- EXERCISES TO COMPLETE:
1. In the passage on eudemonia and Marxist doctrine, do these statements agree with the text? (a) Eudemonia is commonly translated as happiness. (b) For Aristotle, an unvirtuous individual can still be happy. (c) North Korea and Cuba are named as totalitarian states. Answer yes or no for each, quoting the deciding words.
2. Repeat the part of the passage on eudemonia and Marxist doctrine that starts with "Totalitarian states such" and goes on through "to our ends.".

Totalitarian states such as North Korea or Cuba create a social framework in which our choices of actions are constrained, thus thwarting our opportunity to become virtuous by exercising independence in choice and action.
The coercive commands of totalitarian and authoritarian regimes interfere with our exercise of practical judgment, substituting the goals of the state for our own.
This fails to recognize that our lives are lived, and our virtues developed, by identifying and evaluating our own tradeoffs, and acting according to our ends.
Eudemonia is an anglicized Greek word commonly translated as happiness in the broad sense of human well-being. It is defined as “the good composed of all goods; an ability which suffices for living well.”
It is a key concept in modern psychology and moral philosophy. Essentially, eudemonia is having a good life.
In Aristotelian ethics, eudemonia is used for the highest human good, and philosophers have since been preoccupied with defining what a quality life is, and how to achieve it. My aim here is only to argue how a quality life is incompatible with Marxist doctrine.
For philosophers, the difficult question has been what sort of life counts as a quality life. That is, to specify what activities and what institutional frameworks enable us to have a good life. For Aristotle, the good life is one of “virtuous activity in accordance with reason.” An unvirtuous individual cannot be happy. Happiness entails a sense of justified pride in ourselves, and justified pride necessitates virtue.
It is important to keep in mind that “virtue” in ethics is more than a moral concept and includes other qualities such as the exercise of honesty, wisdom, courage or justice. In short, a good life requires good character and rational virtuous activity. How are these best achieved?
Marxist doctrine requires a range of economic and social systems characterized by state control of the means of production. And, a state is an institution that claims for itself monopolistic use of force in a given territory and demands that citizens submit to its mandates. It is not often well understood that a confiscatory attack on someone’s property is an attack on that person. To see this, consider what happens if the individual tries to defend against the state’s attack on his property.

Region annotation items:
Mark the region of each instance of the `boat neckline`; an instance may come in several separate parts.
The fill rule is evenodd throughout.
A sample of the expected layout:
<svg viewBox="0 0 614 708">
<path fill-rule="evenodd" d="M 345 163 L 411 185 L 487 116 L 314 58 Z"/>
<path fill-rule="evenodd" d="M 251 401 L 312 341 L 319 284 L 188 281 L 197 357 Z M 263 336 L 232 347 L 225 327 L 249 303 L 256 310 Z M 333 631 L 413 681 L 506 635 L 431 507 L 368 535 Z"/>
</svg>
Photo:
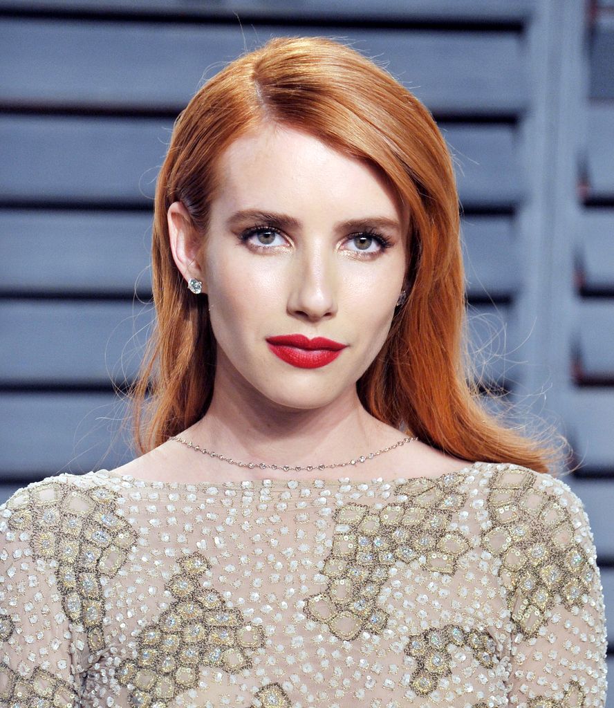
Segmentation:
<svg viewBox="0 0 614 708">
<path fill-rule="evenodd" d="M 156 489 L 187 489 L 193 491 L 195 489 L 247 489 L 247 490 L 278 490 L 285 491 L 288 490 L 300 489 L 314 488 L 340 488 L 340 487 L 360 487 L 361 485 L 375 486 L 376 485 L 386 484 L 403 484 L 406 482 L 415 481 L 438 481 L 445 477 L 451 479 L 458 479 L 471 474 L 472 472 L 477 472 L 480 467 L 489 463 L 477 461 L 472 464 L 467 465 L 460 469 L 453 470 L 449 472 L 444 472 L 442 474 L 428 476 L 418 475 L 416 476 L 399 476 L 399 477 L 370 477 L 364 479 L 357 479 L 353 477 L 336 477 L 330 479 L 304 478 L 296 479 L 293 478 L 283 479 L 279 477 L 262 477 L 252 479 L 220 479 L 217 481 L 201 480 L 200 481 L 186 482 L 186 481 L 164 481 L 159 479 L 143 479 L 140 477 L 135 477 L 132 474 L 118 474 L 115 470 L 101 469 L 97 472 L 92 472 L 93 474 L 101 474 L 102 476 L 118 481 L 127 482 L 134 486 L 147 487 L 152 486 Z"/>
</svg>

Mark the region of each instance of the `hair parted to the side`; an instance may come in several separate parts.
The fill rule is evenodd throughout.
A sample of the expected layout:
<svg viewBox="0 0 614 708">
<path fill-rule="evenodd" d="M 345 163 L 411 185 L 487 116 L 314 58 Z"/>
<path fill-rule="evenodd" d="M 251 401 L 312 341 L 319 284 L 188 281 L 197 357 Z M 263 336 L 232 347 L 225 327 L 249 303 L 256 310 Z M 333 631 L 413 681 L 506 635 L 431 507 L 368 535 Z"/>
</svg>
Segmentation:
<svg viewBox="0 0 614 708">
<path fill-rule="evenodd" d="M 455 174 L 431 113 L 370 59 L 311 37 L 272 39 L 233 61 L 175 122 L 155 195 L 157 321 L 128 392 L 138 452 L 202 418 L 213 391 L 215 341 L 207 299 L 188 290 L 173 259 L 169 207 L 181 201 L 203 239 L 215 238 L 207 229 L 220 156 L 268 122 L 305 130 L 366 161 L 409 207 L 409 290 L 384 346 L 357 383 L 365 409 L 448 455 L 555 473 L 567 455 L 564 438 L 550 426 L 529 434 L 506 424 L 480 395 L 467 346 Z"/>
</svg>

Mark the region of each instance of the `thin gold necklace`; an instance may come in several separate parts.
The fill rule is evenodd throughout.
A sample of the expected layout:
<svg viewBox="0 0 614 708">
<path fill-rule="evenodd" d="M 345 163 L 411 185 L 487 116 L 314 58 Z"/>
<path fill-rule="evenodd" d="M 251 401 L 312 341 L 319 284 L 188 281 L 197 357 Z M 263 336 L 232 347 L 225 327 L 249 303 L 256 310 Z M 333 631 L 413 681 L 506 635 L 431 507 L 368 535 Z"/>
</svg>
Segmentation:
<svg viewBox="0 0 614 708">
<path fill-rule="evenodd" d="M 254 469 L 254 467 L 260 467 L 261 469 L 283 469 L 285 472 L 288 472 L 290 469 L 297 471 L 306 469 L 307 472 L 311 472 L 312 469 L 328 469 L 330 467 L 345 467 L 348 464 L 356 464 L 358 462 L 365 462 L 368 459 L 373 459 L 373 457 L 376 457 L 378 455 L 382 455 L 384 452 L 387 452 L 389 450 L 394 450 L 395 447 L 400 447 L 401 445 L 404 445 L 406 442 L 411 442 L 412 440 L 417 440 L 418 438 L 404 438 L 402 440 L 398 440 L 393 445 L 389 445 L 387 447 L 384 447 L 383 450 L 378 450 L 377 452 L 370 452 L 366 456 L 361 455 L 360 457 L 356 457 L 355 459 L 351 459 L 347 462 L 339 462 L 336 464 L 307 464 L 305 466 L 301 466 L 300 464 L 265 464 L 264 462 L 241 462 L 237 459 L 233 459 L 232 457 L 227 457 L 225 455 L 220 455 L 219 452 L 213 452 L 205 447 L 200 447 L 198 445 L 194 445 L 191 440 L 186 440 L 184 438 L 181 438 L 179 435 L 171 435 L 169 438 L 169 440 L 176 440 L 178 442 L 183 442 L 183 445 L 191 447 L 196 452 L 202 452 L 203 455 L 210 455 L 212 457 L 223 460 L 224 462 L 228 462 L 230 464 L 237 464 L 239 467 L 249 467 L 250 469 Z"/>
</svg>

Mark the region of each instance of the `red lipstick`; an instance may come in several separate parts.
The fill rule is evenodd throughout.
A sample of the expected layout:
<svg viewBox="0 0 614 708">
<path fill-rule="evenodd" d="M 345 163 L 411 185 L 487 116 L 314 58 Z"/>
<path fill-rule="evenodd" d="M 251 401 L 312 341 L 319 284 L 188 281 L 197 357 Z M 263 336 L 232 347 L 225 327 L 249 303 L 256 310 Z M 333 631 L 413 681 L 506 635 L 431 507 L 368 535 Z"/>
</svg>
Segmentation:
<svg viewBox="0 0 614 708">
<path fill-rule="evenodd" d="M 302 369 L 315 369 L 329 364 L 347 346 L 326 337 L 308 339 L 302 334 L 267 337 L 266 341 L 269 349 L 280 359 Z"/>
</svg>

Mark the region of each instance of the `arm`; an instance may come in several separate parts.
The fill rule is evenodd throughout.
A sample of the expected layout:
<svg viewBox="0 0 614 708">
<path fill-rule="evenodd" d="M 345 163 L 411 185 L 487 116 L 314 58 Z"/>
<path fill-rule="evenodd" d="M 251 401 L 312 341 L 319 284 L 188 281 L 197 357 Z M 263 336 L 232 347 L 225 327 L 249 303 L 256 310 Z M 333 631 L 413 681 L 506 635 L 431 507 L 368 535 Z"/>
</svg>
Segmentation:
<svg viewBox="0 0 614 708">
<path fill-rule="evenodd" d="M 513 632 L 509 700 L 528 708 L 603 708 L 606 704 L 603 591 L 593 534 L 582 502 L 559 479 L 533 491 L 545 503 L 508 578 Z M 546 556 L 533 562 L 542 552 Z M 535 554 L 535 555 L 533 555 Z M 509 578 L 513 577 L 511 587 Z M 505 571 L 502 574 L 505 582 Z"/>
<path fill-rule="evenodd" d="M 30 484 L 0 506 L 3 705 L 80 704 L 80 667 L 75 660 L 82 638 L 67 617 L 57 580 L 59 515 L 53 493 L 58 484 Z M 44 493 L 40 503 L 35 490 Z"/>
</svg>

- ANSWERS TO THE EXERCISE:
1.
(a) Yes: "Eudemonia is an anglicized Greek word commonly translated as happiness in the broad sense of human well-being."
(b) No: "An unvirtuous individual cannot be happy."
(c) Yes: "Totalitarian states such as North Korea or Cuba"

2.
Totalitarian states such as North Korea or Cuba create a social framework in which our choices of actions are constrained, thus thwarting our opportunity to become virtuous by exercising independence in choice and action.
The coercive commands of totalitarian and authoritarian regimes interfere with our exercise of practical judgment, substituting the goals of the state for our own.
This fails to recognize that our lives are lived, and our virtues developed, by identifying and evaluating our own tradeoffs, and acting according to our ends.